Document section:

For two months I have been saying daily that we need more space for lament and life-giving rituals as we transition into a new era of ministry. Today I offer three idea buckets to support you in our ongoing work to address these needs tangibly and directly: 1) a new article for seminary faculty and staff; 2) an idea for All Saints’ Sunday ritual; 3) a blessing of the hands for chaplains who serve in healthcare settings. I hope each life-giving ritual and question wills inspire you as you create your own rituals and questions.
And on this All Saints’ Day I give thanks for you for being on this journey of learning and growing together. I pray that you will lean into that which is life-giving and take courage for your work today.
A Word for Theological Educators
The #PandemicPastering Report, released in September, offers insights and stories to help us interpret what living through the pandemic means. How did this season change us? What did we lose and gain? Where do we go from here?
I wrote the report for churches and ministers. And I also wrote it for my colleagues in theological education. This week, I wrote directly to seminary faculty and staff about the implications of the research I did for 22 months. And I raised many questions that I hope my colleagues will ask in their schools.
Here is the link to the Association of Theological Schools, Colloquy Online article: “New era of ministry calls for theological educators to ask new questions.” You can also listen to the article here.
A Ritual for All Saints’ Sunday
As I searched for photos of tables, specifically looking for communion tables, I was overwhelmed by the power and beauty and deep symbol of the table. My phone has a feature that allows me to search everyday objects. When I search “table” I am flooded with images of friends and family, students and coworkers, my faith community, local and far-flung. Seeing my daughter and her friends grow up, seeing images of saints no longer with us in body, seeing events that shaped and helped to define me. It was truly beautiful. Life-giving, indeed.
The tables themselves hold food, writing, work, and more symbols of faith and community. Candles, bread, wine, birthday cake, elaborate meals, open spaces, memories, invitations, and hope.
This year as you and your faith community mark All Saints’ Day, I invite you to consider the powerful symbol of the table. How can the tables you share become places of remembrance, witness, lament, and joy? How could you harness and highlight the gift of tables to make space for grief and questions of your shared purpose?
An idea for gathering around the table on All Saints’ Day
- Put a new cloth on your communion table (protecting the table itself with a plastic or vinyl cloth under it). Choose heavy fabric like canvas in a color that is light and can take the writing. Gather fabric markers that will be visible on your cloth.
- Invite your congregation to write their losses on the new communion table cloth. Include the names of saints lost in the pandemics. Make space for naming other more ambiguous losses as well. This step can be taken in worship itself, or beforehand in a more informal or teaching setting.
- In your shared words include the ideas that we hold one another in community, and through our losses and grief; the saints are part of the foundation laid by God in Christ; we are all connected and supported by God through our relationships in this community; our losses become part of our story of being the beloved community; this table holds both memory and hope for our shared story.

What is required:
Reproduce the ministry rituals post word for word between "- In your shared" and "our shared story.", inclusive.

[Entries from a data source]
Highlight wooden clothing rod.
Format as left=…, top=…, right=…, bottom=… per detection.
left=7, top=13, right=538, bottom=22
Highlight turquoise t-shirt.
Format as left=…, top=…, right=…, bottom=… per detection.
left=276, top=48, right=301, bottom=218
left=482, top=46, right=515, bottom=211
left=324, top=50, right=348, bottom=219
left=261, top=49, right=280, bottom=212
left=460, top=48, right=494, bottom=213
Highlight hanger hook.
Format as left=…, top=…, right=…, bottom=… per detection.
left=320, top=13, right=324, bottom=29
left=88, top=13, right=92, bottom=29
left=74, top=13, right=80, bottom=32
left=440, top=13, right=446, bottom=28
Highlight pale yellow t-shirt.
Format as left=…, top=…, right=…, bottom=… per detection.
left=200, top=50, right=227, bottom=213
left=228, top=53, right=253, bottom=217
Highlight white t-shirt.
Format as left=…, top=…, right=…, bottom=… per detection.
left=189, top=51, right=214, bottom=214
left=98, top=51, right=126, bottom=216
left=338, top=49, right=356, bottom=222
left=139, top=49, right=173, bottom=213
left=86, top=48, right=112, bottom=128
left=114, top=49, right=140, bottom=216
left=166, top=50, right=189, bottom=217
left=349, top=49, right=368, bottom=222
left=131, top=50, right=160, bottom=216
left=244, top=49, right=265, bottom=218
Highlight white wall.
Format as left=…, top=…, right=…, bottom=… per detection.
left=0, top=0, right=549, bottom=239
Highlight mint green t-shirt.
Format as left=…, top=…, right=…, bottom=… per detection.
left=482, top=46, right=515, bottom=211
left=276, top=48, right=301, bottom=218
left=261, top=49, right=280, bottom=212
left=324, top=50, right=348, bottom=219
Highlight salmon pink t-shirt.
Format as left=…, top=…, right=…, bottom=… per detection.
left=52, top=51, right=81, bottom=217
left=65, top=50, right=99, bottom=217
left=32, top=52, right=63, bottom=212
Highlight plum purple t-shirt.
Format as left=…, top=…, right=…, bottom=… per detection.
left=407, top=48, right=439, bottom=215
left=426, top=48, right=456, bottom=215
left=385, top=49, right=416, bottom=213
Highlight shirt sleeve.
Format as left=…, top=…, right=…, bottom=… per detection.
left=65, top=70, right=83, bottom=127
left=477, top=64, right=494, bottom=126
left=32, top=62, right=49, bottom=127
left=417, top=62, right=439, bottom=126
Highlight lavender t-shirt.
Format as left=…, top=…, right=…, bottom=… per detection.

Answer to this problem:
- In your shared words include the ideas that we hold one another in community, and through our losses and grief; the saints are part of the foundation laid by God in Christ; we are all connected and supported by God through our relationships in this community; our losses become part of our story of being the beloved community; this table holds both memory and hope for our shared story.